Please copy out every line in the entries that contains the string "ankle", matching case exactly.

◆ Lines of data
* * * * * * *
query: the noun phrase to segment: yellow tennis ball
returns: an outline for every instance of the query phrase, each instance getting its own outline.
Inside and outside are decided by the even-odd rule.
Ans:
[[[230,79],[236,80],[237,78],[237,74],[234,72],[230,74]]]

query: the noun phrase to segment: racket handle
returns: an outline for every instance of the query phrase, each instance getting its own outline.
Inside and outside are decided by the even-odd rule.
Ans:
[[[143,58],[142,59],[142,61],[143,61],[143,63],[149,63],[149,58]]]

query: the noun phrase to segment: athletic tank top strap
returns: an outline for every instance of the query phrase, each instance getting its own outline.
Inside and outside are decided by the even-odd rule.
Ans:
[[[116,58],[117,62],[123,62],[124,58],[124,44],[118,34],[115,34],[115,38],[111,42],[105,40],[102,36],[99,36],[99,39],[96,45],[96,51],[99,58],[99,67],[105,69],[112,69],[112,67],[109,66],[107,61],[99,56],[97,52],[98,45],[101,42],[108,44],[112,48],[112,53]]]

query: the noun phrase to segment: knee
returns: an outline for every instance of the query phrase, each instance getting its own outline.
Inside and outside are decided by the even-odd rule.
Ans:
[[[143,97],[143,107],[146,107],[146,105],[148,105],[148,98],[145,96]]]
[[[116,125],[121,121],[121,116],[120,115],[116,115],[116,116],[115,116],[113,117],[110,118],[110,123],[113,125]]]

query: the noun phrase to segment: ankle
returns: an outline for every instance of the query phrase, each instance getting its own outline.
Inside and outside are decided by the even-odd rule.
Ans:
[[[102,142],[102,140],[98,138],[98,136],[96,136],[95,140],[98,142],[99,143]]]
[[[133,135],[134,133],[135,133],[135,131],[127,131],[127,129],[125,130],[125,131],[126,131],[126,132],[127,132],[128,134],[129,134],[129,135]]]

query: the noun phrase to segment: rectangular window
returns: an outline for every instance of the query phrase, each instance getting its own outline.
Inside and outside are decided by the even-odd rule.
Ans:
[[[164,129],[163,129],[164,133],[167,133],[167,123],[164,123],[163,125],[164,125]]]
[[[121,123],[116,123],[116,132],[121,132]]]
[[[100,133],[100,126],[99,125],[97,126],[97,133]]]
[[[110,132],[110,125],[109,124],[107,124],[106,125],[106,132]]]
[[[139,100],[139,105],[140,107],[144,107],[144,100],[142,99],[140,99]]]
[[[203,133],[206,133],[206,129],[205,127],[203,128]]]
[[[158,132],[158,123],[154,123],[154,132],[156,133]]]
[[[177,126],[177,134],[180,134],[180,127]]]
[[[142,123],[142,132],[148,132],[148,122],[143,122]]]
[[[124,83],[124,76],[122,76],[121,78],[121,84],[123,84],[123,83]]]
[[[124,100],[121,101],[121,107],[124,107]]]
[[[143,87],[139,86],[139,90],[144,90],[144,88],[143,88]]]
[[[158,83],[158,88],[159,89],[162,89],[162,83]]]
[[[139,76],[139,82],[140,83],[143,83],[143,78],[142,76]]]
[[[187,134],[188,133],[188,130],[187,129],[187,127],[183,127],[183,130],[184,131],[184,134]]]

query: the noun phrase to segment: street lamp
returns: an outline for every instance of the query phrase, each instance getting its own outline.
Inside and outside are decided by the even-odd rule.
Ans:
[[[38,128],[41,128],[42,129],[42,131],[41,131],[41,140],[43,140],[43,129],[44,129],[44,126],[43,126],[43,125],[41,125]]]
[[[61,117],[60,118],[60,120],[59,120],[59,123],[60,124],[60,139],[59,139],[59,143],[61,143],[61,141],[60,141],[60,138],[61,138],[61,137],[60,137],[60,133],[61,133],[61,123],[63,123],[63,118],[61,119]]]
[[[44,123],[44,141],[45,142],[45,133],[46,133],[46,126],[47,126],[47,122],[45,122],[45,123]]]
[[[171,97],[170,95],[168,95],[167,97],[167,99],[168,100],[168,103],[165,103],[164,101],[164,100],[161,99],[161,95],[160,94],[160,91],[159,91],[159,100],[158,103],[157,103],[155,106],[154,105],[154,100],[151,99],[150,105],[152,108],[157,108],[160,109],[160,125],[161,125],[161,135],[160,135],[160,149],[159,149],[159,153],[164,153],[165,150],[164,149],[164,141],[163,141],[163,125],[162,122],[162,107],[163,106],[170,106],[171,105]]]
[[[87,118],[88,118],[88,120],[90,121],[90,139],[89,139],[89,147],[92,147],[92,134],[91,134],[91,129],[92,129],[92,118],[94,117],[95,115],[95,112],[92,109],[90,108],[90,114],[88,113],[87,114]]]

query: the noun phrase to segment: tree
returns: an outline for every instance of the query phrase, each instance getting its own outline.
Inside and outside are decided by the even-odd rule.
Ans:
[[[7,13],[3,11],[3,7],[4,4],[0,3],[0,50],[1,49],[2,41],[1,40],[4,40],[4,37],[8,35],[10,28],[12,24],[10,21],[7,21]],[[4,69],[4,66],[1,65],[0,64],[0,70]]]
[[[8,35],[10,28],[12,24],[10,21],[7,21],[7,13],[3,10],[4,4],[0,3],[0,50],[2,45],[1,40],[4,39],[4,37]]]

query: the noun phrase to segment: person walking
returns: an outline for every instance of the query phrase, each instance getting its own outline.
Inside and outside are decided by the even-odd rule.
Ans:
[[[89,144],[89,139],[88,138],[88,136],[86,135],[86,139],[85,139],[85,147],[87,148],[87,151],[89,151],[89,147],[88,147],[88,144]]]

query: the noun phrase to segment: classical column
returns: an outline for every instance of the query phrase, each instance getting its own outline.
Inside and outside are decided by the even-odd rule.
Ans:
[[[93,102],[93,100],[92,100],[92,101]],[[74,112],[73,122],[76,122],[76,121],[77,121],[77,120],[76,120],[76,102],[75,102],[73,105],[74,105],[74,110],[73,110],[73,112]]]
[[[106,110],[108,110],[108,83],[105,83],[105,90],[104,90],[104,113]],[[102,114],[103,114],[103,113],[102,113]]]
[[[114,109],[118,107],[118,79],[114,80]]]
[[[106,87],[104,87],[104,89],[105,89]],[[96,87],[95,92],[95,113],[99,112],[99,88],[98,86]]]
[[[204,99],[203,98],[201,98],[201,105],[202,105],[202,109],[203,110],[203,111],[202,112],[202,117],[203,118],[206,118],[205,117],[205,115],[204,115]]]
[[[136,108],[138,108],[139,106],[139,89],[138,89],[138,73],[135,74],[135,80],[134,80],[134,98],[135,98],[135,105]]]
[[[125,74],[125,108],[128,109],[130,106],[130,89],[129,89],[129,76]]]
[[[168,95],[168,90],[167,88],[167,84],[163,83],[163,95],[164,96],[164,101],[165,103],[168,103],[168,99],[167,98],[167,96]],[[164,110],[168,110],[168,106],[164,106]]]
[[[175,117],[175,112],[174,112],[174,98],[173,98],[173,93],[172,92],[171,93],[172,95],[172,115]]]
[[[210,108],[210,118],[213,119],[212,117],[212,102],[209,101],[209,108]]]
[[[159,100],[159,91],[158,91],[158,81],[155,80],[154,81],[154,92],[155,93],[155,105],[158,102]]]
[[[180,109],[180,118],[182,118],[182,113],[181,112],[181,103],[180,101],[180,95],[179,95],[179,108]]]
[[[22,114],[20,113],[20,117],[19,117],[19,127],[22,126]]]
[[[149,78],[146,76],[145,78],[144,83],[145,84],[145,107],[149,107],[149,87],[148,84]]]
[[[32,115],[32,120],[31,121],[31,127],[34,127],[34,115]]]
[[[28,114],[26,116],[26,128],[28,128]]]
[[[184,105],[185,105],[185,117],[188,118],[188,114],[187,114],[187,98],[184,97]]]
* * * * * * *
◆ THE SOLUTION
query: the noun phrase to segment: ankle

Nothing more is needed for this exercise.